======== Listing ========

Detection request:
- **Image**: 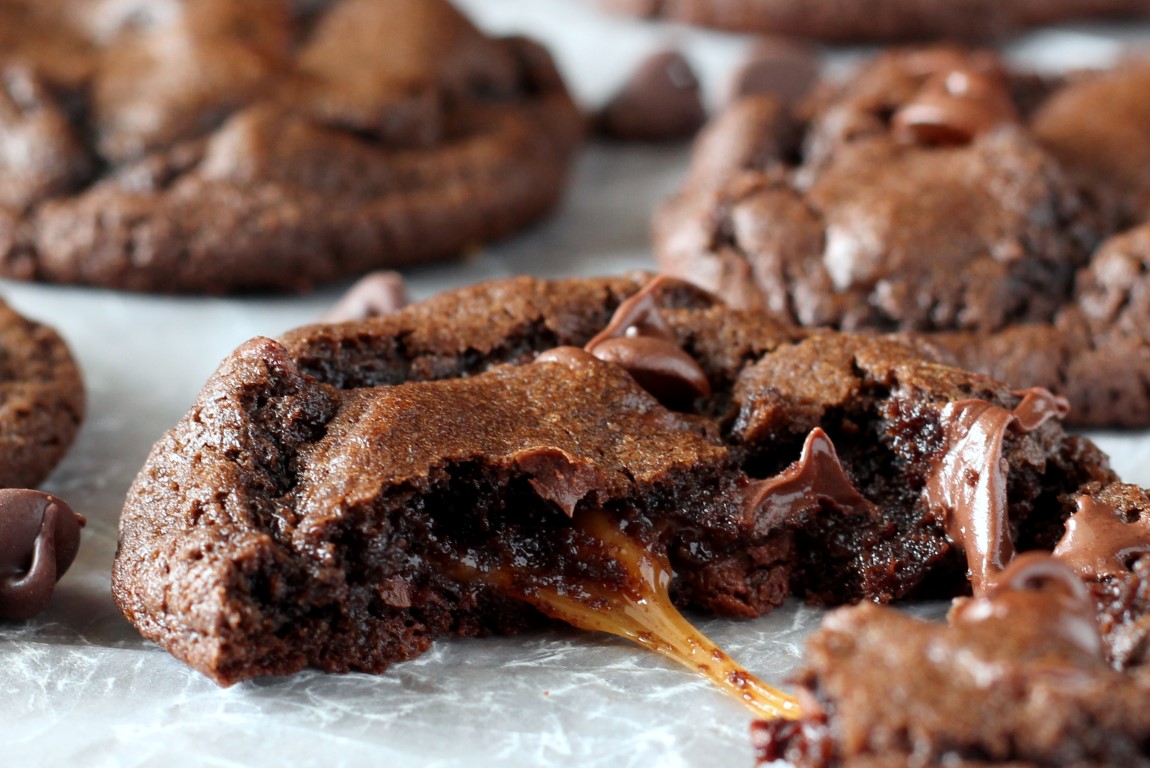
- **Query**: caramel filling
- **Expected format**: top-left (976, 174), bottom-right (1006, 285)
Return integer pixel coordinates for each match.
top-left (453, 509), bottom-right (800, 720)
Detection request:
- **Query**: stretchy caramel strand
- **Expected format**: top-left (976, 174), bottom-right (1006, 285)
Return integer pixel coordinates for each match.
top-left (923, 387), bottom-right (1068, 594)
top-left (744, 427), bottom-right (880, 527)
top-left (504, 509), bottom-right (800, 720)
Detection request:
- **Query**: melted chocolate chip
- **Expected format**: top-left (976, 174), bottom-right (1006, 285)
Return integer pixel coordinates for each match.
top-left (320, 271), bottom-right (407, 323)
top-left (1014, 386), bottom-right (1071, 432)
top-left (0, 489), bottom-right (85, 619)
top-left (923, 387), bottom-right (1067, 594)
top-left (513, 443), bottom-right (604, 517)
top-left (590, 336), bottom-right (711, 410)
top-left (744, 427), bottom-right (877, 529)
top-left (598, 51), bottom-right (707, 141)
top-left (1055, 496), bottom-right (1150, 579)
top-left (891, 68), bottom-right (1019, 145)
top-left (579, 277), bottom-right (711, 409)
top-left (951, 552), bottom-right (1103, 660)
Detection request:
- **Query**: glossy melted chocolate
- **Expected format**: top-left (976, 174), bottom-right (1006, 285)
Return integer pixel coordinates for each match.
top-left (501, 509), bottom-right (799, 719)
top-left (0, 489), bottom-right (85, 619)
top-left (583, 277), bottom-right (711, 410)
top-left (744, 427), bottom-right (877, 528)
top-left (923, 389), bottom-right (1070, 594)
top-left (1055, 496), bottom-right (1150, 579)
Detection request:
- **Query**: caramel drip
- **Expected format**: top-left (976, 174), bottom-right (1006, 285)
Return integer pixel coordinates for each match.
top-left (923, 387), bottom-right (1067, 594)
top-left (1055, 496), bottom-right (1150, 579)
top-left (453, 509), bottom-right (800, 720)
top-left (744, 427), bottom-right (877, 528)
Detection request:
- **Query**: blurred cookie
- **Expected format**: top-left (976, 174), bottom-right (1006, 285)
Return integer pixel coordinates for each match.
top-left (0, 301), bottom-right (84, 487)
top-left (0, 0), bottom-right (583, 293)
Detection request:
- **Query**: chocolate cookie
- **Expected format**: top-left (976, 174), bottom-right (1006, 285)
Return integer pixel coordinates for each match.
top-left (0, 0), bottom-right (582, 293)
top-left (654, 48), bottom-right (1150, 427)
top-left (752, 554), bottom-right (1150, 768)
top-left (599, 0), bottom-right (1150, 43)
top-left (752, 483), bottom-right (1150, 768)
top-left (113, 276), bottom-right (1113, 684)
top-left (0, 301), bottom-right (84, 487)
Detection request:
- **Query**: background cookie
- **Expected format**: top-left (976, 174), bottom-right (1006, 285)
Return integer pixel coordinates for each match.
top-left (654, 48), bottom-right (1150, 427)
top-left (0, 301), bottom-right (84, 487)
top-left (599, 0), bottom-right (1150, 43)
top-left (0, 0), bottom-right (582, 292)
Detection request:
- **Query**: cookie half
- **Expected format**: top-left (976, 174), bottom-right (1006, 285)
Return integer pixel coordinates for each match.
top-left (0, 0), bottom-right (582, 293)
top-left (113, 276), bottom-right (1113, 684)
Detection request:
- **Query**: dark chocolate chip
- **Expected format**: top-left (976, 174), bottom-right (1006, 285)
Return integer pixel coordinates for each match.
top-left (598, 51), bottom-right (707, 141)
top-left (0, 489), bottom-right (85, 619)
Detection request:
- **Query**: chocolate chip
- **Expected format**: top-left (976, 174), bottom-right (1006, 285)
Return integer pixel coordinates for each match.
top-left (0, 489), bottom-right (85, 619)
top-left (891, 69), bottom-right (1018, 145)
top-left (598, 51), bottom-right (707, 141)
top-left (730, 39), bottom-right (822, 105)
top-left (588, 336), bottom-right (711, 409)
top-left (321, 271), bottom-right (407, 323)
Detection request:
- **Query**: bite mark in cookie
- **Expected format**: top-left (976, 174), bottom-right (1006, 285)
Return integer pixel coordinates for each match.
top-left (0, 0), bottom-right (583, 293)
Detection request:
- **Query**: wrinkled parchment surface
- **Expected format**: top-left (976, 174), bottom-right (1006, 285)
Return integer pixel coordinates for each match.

========
======== Listing ========

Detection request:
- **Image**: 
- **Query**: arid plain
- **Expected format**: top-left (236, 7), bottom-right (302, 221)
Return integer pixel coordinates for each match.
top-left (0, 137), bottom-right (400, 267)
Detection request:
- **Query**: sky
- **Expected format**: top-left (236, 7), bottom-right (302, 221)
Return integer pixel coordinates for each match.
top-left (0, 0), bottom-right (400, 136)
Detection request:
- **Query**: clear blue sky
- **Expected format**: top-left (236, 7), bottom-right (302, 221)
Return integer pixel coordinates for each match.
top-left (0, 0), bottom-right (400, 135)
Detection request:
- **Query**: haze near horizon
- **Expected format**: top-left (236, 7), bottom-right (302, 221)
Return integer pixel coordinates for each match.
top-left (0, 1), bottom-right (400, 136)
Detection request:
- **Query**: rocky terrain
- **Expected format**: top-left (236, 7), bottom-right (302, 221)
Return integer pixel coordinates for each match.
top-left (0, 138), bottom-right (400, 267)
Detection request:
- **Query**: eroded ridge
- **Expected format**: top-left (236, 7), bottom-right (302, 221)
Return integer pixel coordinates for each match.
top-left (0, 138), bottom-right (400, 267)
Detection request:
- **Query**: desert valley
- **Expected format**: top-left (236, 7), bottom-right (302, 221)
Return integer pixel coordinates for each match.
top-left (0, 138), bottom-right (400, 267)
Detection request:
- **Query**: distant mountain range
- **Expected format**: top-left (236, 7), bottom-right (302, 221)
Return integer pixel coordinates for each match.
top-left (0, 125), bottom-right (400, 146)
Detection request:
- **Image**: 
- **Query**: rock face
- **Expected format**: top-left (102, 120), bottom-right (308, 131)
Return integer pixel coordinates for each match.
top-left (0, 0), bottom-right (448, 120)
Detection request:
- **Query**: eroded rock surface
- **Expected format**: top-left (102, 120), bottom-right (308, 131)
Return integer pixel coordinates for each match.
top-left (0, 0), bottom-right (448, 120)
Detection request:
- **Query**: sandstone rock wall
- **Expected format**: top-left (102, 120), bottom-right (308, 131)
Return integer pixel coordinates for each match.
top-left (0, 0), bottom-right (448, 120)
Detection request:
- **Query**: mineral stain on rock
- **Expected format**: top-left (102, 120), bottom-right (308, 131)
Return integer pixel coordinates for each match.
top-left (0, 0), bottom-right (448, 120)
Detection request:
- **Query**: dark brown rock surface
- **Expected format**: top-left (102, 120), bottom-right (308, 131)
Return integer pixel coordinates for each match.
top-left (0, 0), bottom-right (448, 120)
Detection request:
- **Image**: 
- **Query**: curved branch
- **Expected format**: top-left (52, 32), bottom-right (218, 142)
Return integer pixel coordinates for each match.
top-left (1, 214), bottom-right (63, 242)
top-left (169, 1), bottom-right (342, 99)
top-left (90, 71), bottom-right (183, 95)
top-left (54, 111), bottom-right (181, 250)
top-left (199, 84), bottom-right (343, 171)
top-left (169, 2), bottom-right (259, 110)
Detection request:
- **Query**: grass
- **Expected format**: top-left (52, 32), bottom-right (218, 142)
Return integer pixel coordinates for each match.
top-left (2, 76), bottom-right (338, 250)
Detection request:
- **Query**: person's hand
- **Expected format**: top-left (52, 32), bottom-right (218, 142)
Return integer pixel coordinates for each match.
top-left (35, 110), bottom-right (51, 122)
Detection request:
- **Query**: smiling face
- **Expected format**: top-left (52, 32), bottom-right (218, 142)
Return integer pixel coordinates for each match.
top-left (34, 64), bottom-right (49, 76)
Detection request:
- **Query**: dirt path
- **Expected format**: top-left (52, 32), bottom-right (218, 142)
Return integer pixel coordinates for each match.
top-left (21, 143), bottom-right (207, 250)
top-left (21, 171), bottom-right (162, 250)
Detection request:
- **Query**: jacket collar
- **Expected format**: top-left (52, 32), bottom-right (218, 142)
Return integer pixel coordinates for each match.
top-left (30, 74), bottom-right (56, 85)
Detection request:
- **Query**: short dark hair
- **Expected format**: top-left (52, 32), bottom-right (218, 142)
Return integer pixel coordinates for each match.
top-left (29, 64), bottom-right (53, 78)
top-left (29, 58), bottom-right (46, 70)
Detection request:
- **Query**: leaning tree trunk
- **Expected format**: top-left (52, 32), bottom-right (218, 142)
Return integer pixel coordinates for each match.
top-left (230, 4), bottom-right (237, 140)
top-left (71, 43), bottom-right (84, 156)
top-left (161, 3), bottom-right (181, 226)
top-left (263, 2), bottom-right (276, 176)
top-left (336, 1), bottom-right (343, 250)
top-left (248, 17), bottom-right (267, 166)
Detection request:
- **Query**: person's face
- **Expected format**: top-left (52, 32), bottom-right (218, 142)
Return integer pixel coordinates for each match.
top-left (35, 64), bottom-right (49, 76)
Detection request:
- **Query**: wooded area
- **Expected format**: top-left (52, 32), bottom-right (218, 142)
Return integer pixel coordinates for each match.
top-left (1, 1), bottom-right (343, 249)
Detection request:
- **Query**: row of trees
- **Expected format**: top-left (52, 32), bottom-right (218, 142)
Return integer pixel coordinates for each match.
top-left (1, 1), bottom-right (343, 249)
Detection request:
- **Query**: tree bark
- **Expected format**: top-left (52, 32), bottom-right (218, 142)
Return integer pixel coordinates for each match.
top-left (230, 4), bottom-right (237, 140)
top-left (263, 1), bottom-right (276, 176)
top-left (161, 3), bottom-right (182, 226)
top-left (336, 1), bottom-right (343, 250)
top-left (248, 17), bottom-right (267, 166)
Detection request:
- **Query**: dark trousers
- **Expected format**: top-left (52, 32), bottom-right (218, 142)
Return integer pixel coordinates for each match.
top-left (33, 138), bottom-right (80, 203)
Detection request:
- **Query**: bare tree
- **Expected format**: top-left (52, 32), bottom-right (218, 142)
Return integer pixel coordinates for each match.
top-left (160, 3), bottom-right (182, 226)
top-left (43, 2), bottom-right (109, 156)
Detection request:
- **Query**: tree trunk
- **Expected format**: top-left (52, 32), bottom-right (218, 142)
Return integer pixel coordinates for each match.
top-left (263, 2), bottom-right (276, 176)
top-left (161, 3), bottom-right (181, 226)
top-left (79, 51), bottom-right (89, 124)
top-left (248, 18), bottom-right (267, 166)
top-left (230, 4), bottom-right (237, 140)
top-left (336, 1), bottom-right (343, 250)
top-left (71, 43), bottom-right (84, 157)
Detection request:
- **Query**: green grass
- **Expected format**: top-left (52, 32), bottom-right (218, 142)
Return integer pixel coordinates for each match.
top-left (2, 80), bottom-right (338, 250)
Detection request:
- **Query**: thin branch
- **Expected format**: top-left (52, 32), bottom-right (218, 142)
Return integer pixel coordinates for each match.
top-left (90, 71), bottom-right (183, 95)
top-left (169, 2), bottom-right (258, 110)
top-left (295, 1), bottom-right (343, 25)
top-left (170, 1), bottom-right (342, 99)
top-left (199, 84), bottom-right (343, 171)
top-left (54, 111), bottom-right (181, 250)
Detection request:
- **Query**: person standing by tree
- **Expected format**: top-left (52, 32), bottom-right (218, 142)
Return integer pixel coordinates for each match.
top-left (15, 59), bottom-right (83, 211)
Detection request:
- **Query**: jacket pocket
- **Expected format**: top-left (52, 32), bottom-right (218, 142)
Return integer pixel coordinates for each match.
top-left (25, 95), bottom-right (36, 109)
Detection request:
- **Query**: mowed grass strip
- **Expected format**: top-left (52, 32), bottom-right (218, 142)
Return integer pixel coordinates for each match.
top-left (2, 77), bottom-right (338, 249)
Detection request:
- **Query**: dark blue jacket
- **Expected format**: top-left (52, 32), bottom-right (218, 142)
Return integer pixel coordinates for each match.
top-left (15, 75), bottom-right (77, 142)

========

Requirement: Which lines in the items above contain the string "jacket"? Report every such line in full, matching case exactly.

Task output:
- **Query**: jacket collar
- **Query**: jacket pocket
- **Query**: dark blue jacket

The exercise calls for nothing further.